→ **MATERIAL SHOWN**
········

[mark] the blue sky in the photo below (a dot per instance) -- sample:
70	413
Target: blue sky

········

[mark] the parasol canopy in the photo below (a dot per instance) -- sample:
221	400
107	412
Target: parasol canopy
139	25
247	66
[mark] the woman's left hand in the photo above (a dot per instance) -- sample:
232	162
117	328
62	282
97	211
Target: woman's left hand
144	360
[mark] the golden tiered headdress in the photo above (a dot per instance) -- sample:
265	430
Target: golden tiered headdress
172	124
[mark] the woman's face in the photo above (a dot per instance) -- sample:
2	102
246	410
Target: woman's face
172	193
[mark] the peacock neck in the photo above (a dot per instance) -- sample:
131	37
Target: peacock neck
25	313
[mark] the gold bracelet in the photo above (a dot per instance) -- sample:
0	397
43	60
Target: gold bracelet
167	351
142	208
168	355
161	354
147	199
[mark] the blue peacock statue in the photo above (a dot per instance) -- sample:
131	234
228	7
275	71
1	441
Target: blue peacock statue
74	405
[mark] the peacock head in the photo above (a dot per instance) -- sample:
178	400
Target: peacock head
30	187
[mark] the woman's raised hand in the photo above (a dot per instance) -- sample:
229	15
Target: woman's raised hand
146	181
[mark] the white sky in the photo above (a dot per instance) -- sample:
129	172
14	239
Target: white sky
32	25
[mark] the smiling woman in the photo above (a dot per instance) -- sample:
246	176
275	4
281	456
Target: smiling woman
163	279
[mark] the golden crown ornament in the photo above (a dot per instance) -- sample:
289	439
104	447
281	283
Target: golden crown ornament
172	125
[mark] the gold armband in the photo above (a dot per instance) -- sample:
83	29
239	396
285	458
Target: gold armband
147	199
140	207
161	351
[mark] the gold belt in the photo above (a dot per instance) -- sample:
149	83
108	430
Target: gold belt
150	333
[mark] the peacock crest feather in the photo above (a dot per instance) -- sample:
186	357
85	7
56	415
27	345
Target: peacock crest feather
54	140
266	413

········

→ **TASK INSTRUCTIONS**
Please copy out every line in the listing that has the string "below".

→ **RESULT OF THE TASK**
[mark] the blue sky in the photo below (a dot per instance) -- sample:
[mark] the parasol canopy in the photo below (a dot per instance) -- sample:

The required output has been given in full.